-- Task set --
[A] Please answer these from the blog comment thread, one line each:
(i) According to Alex, what are we if there is no God?
(ii) Whose comment in the Time article does Matt M assume is meant?
(iii) Who does revvvvvvvd say often argues "Religion is bad: Look at all the bad things religious people do!"?
[B] Extend the blog comment thread on God, mind, and morality, picking up after its last sentence.

-- Extracted text --

* * * * *

Blogger Rev. Dr. Incitatus said...

"There are some fringe elements that say, "No, it's all an illusion, we're just pawns in some computer model." But I don't think that carries you very far."

It's a testament to the power of the computational theory of mind that the best rebuttal anyone has come up with to date is, 'Oh, well it's just seems so absurd!' Or, 'It's just more nonsense from those funny fringe-surfers out there.'

It's hard to respect Collins as a scientist when he so readily abandons the rigour applied to his work to his beliefs; in science you can't get away with statements like that unless you back them up with a substantial counterargument. It's not hard, or it shouldn't be for a scientist like Collins (and generally, he's a good one). It begins, 'The computational theory of mind is bunk because... [insert list of well thought-out arguments based on corroborating evidence]'.

1:06 PM

 
Blogger Alex said...

Well it was an oral interview. Besides it's probably not a bad theory to begin with. The question is: does it all end there? Personally, I would say if there is no God, then YES we are nothing more than complicated robots responding to our environment. Sure it's a real kick in the sack for all of humanity who really wants to think they are something special – tough cookies!

No God = no you.

1:23 PM

 
Blogger Rev. Dr. Incitatus said...

" Sure it's a real kick in the sack for all of humanity who really wants to think they are something special – tough cookies! "

Is it really a kick in the sack though? I don't see what it changes. Life is still beautiful in some ways and ugly in others.

"No God = no you."

But why? How has individuality become dependent on life beyond the meat machine? I don't feel that I ceased to be me on the day I figured there was no God (in the traditional sense anyway). I don't know what it is that is so terrifying about this prospect.

3:48 PM

 
Blogger revvvvvvvd said...

Strange...Collins thinks it's unsurprising that there are neurological bases to religious experiences, but maintains skepticism over evolutionary explanations of morality. Double standard, anybody?

1:51 AM

 
Blogger revvvvvvvd said...

I must take Matt up on what his connexion between a robust doctrine of the afterlife and people who fly planes into buildings. That's neither here nor there, I think. Belief in a afterlife has also led to many selfless acts. And belief that this life is all there is, similarly, led both to very good and very evil acts. The belief in an afterlife, it appears, is neutral in moral psychology. Even (especially!) for the Christian, the afterlife should be irrelevant to morality.

1:55 AM

 
Blogger Matt M said...

Revvvvvvd,

I must take Matt up on what his connexion between a robust doctrine of the afterlife and people who fly planes into buildings.

I assume you're referring to Pinker's comment in the Time article?

His point - as I read it - was simply that religious beliefs don't necessarily lead to virtuous behaviour: religious folk can be good or bad, just like atheist folk.

4:20 PM

 
Blogger revvvvvvvd said...

And I tihnk that's fair enough. But let's be careful not to say - as Dawkins often does - that "Religion is bad: Look at all the bad things religious people do!" There's a further fallacy. We cannot say, "Because religious belief does not entail morality, religious belief is unnecessary for morality." Or more importantly, "Because religious belief does not entail morality, the content of religious belief is unnecessary for morality."

* * * * *

-- Items --
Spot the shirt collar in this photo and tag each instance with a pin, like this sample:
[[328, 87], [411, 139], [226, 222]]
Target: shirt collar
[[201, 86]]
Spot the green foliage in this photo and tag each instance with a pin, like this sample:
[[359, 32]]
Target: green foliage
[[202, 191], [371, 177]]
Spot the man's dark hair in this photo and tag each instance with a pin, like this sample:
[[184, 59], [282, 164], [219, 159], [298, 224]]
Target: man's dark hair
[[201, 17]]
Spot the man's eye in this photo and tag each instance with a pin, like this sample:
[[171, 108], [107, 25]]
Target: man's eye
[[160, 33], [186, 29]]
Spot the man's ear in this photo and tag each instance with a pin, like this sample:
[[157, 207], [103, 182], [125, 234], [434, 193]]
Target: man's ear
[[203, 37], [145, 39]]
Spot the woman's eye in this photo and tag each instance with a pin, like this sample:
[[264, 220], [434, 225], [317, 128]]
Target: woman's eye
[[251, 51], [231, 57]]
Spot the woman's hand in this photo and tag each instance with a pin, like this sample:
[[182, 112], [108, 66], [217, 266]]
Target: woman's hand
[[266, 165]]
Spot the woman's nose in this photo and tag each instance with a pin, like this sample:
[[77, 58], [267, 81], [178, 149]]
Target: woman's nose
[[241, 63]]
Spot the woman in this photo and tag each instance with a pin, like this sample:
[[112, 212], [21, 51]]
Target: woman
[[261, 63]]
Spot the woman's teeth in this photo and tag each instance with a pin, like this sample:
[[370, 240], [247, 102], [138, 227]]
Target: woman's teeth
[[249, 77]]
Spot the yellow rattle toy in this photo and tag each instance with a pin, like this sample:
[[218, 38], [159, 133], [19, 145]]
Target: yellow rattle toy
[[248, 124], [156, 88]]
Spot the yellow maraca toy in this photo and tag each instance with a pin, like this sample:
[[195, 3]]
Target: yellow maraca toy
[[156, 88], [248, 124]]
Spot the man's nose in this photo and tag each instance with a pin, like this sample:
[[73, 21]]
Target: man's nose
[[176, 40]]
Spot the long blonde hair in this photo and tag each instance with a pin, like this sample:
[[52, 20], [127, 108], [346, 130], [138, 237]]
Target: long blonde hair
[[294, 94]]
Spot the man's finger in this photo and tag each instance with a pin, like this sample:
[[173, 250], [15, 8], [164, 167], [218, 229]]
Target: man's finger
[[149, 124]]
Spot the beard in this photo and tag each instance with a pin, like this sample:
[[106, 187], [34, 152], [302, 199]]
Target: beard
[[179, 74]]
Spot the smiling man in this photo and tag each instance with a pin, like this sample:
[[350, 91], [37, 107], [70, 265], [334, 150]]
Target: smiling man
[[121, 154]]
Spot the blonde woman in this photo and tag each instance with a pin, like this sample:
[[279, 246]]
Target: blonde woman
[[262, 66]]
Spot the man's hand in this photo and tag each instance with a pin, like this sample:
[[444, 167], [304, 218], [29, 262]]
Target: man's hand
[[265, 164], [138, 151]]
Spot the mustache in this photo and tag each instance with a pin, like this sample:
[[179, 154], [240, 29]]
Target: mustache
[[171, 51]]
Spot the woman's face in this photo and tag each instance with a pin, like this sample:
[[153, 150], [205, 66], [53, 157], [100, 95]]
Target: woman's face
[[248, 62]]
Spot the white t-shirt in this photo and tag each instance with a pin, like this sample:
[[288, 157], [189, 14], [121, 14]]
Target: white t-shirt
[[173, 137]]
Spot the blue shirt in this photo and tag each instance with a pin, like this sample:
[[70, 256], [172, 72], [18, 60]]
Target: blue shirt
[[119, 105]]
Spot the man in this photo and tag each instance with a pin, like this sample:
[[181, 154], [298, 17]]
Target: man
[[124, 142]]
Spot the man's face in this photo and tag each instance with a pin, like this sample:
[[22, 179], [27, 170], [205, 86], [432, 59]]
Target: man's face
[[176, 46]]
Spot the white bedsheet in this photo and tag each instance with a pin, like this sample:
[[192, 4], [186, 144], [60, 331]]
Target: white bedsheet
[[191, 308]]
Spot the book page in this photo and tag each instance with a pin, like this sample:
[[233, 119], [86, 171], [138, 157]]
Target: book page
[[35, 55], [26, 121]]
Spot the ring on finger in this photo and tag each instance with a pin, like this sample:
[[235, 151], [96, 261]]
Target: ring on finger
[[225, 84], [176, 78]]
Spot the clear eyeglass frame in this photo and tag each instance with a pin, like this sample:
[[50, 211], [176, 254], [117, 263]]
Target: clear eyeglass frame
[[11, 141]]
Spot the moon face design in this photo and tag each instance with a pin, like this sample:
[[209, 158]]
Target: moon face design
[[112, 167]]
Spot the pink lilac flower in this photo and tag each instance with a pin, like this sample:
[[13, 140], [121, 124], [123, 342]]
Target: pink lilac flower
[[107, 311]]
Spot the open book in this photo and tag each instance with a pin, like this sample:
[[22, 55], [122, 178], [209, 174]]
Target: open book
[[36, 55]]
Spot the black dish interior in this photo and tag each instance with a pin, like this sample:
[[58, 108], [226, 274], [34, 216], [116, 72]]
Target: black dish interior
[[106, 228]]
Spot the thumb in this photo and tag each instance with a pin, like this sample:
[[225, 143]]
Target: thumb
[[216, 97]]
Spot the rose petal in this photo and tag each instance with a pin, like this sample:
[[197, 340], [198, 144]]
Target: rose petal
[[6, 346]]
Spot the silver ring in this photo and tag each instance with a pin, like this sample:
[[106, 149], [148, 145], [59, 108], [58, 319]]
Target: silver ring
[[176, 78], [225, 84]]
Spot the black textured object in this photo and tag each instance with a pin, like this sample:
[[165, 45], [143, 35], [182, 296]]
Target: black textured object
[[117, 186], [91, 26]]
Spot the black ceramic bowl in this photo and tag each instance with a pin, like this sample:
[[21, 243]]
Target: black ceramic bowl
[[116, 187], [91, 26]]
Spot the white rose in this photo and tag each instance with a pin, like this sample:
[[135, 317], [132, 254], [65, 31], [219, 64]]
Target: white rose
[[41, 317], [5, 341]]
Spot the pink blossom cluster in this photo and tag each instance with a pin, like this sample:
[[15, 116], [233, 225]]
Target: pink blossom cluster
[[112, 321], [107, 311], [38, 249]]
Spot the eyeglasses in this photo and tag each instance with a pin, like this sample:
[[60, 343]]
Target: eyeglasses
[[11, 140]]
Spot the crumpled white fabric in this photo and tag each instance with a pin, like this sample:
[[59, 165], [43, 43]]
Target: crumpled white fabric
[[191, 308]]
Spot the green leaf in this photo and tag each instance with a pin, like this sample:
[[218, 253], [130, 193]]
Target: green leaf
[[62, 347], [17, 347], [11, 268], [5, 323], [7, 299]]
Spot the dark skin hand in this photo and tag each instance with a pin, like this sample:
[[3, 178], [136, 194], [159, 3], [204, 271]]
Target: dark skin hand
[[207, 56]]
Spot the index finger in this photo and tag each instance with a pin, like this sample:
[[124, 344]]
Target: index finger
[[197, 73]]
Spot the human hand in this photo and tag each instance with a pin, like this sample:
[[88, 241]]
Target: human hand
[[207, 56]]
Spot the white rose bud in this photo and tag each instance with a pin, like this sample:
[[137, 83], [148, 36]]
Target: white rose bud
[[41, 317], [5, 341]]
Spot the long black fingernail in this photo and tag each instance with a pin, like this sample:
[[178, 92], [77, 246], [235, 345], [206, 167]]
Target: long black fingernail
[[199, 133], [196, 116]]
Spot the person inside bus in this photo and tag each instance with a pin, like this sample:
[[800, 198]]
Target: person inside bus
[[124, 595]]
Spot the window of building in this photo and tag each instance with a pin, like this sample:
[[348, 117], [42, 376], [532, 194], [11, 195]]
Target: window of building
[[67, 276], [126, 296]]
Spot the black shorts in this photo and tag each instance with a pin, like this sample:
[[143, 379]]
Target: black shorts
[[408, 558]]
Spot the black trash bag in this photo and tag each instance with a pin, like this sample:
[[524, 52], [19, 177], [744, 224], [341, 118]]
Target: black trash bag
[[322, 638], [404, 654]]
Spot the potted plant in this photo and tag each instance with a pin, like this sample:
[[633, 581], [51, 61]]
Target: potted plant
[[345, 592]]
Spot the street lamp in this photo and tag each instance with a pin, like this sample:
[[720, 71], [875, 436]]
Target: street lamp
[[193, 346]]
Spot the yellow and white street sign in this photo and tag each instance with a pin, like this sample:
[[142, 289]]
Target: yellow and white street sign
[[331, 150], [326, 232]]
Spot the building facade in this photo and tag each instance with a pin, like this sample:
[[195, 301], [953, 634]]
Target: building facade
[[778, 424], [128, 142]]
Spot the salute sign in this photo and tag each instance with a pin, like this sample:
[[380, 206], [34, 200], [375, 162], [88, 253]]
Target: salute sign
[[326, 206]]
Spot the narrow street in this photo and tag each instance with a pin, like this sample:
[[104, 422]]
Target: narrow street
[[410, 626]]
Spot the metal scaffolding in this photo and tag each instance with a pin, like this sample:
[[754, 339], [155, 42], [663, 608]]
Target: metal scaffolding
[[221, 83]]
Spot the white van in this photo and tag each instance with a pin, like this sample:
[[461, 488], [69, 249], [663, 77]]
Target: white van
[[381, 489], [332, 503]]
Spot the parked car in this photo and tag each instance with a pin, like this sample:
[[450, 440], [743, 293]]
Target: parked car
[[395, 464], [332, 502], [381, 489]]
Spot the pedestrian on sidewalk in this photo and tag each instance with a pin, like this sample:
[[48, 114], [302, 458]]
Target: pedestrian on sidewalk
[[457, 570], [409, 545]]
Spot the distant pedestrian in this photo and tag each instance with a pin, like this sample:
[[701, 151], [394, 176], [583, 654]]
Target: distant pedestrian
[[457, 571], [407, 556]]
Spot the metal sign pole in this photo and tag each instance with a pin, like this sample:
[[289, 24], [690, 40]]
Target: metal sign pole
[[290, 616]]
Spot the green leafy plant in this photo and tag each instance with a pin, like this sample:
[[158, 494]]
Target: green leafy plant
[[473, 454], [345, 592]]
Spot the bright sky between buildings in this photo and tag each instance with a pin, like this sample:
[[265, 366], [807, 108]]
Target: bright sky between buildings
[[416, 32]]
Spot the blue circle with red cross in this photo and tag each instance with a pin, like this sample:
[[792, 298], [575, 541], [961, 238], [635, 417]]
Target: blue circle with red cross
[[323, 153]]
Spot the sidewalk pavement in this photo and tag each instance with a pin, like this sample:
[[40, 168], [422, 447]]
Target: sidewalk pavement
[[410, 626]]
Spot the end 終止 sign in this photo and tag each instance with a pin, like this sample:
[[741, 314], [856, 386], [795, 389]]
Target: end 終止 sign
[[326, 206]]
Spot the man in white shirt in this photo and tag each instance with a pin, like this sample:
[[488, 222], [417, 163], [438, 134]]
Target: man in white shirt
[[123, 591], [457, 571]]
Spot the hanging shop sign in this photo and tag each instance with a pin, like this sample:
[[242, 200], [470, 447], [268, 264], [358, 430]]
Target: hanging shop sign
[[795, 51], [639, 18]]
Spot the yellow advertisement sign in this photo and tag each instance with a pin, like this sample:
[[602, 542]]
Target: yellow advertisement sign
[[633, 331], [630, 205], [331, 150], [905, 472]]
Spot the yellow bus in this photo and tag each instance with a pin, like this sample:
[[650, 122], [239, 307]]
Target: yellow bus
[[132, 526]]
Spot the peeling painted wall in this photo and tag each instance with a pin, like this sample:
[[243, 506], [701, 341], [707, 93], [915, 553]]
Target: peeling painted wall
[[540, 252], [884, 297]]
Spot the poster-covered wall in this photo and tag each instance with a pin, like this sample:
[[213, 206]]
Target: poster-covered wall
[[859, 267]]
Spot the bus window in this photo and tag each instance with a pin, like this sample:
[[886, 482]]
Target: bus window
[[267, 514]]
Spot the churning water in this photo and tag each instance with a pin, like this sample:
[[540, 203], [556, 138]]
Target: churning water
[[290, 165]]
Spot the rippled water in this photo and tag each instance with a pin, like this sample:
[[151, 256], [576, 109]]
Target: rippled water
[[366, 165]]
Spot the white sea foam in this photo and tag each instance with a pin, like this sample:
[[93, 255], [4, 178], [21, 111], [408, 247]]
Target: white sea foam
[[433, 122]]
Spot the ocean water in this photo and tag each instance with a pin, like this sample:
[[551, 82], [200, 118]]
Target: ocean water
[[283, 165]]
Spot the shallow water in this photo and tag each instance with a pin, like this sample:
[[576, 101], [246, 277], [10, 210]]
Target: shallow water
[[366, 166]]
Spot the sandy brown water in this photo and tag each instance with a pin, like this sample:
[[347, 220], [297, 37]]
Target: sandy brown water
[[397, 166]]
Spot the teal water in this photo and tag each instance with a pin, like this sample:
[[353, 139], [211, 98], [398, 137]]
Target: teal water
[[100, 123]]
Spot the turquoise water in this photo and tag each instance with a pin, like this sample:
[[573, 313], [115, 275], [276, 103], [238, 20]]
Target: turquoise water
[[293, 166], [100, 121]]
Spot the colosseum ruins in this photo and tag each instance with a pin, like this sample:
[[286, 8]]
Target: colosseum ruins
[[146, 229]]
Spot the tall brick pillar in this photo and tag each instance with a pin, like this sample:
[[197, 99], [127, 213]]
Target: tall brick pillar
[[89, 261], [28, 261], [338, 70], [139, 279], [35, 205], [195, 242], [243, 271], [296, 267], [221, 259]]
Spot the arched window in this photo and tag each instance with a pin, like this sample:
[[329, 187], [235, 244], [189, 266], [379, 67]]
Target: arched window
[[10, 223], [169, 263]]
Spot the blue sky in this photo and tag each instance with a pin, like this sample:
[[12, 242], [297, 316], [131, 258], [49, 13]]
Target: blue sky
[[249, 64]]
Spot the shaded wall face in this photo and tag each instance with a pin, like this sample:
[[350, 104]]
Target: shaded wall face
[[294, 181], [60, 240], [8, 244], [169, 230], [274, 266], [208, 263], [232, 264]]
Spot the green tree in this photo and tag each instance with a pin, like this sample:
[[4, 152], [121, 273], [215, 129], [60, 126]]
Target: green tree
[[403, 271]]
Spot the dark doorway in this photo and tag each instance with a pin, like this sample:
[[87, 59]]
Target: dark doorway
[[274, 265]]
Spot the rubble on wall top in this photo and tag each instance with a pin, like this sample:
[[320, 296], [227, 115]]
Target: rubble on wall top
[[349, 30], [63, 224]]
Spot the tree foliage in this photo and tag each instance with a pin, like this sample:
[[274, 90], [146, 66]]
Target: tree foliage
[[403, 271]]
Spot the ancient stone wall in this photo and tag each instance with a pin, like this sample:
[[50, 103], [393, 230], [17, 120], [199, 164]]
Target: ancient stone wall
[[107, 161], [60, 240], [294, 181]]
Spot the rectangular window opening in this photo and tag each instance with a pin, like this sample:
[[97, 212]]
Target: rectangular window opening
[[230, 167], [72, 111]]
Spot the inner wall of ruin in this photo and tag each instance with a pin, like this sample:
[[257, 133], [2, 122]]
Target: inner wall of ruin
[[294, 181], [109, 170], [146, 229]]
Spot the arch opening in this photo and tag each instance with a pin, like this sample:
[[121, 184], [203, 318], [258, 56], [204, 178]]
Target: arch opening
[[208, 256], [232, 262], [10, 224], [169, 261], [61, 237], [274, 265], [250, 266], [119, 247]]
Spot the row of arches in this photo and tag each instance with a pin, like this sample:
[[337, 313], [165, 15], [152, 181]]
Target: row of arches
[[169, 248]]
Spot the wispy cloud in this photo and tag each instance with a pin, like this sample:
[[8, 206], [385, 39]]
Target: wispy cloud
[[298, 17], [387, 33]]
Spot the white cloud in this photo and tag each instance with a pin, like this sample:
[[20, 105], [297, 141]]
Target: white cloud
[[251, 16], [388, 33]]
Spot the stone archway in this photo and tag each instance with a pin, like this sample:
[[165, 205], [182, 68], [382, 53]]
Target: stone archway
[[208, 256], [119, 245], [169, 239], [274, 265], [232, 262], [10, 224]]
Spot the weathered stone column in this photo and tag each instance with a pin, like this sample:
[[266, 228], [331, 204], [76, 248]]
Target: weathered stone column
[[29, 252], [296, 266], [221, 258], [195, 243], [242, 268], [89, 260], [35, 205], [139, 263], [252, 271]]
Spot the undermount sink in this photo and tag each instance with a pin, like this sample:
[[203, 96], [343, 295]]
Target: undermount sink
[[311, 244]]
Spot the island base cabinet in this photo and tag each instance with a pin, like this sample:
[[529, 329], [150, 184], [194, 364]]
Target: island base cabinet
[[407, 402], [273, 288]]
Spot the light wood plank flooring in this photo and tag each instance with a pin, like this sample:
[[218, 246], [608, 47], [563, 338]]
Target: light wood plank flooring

* * * * *

-- Responses by task --
[A]
(i) Nothing more than complicated robots responding to our environment.
(ii) Pinker's.
(iii) Dawkins.

[B]
That is to say, despite the evil displayed by religious people, the content of religious faith might still well be necessary for morality.

10:07 PM

 
Blogger Matt M said...

revvvvvvvd,

The thing is: I have no religious faith, my view of the universe is a purely naturalistic one, yet I'm still a fairly 'moral' person - treat others as you'd want them to treat you is a pretty decent ground for morality, and not limited to those who believe in the divine.

Pragmatism, combined with innate human empathy, is really all you need.

7:57 AM

 
Blogger revvvvvvvd said...

But I never said it's impossible (or difficult!) for irreligious people to be moral. In fact, if Christianity is true, then the most immoral people should simultaneously be the most religious.

I am, however, saying that if an atheist wants to be a moral realist - if he wants to say that murder IS wrong and self-sacrifice IS good (is in the strong sense) - then he would have some trouble explaining exactly what kind of facts moral facts are. He might postulate moral facts that are like Platonic forms.

The theist, on the other hand, has a different (and I'm inclined to say, smaller) problem: the Euthyphro dilemma.

4:19 AM

 
Blogger Alex said...

revvvvvd,
Interesting... I'd not heard of the Euthyphro dilemma before, but now that you bring it up I believe we'd touched on it earlier. I have a question for you regarding a certin aspect of the arguement. How does this part of the Euthyphro dilemma hold up?

If (ii) morally good acts are morally good because they are willed by God, then there is no reason either to care about God’s moral goodness or to worship him.

Why should there be no reason to care about God's moral goodness?

I guess the way I see it is that if God was in a vacuum he could not be called "good". He just is. The only reason we are able to say that God is good at all is that we were created by Him to recognize His character.

If morality is to have any foundation it MUST be the character of God. Then the argument goes, "but then morality is arbitrary!" I guess I don't see it that way. If Gods character is eternal and unchanging then the morality that flows from Him is the most solid foundation anyone could dream of.

Where in this line of reasoning does one get the impression God's "moral goodness" is of no value?

8:02 AM

 
Blogger revvvvvvvd said...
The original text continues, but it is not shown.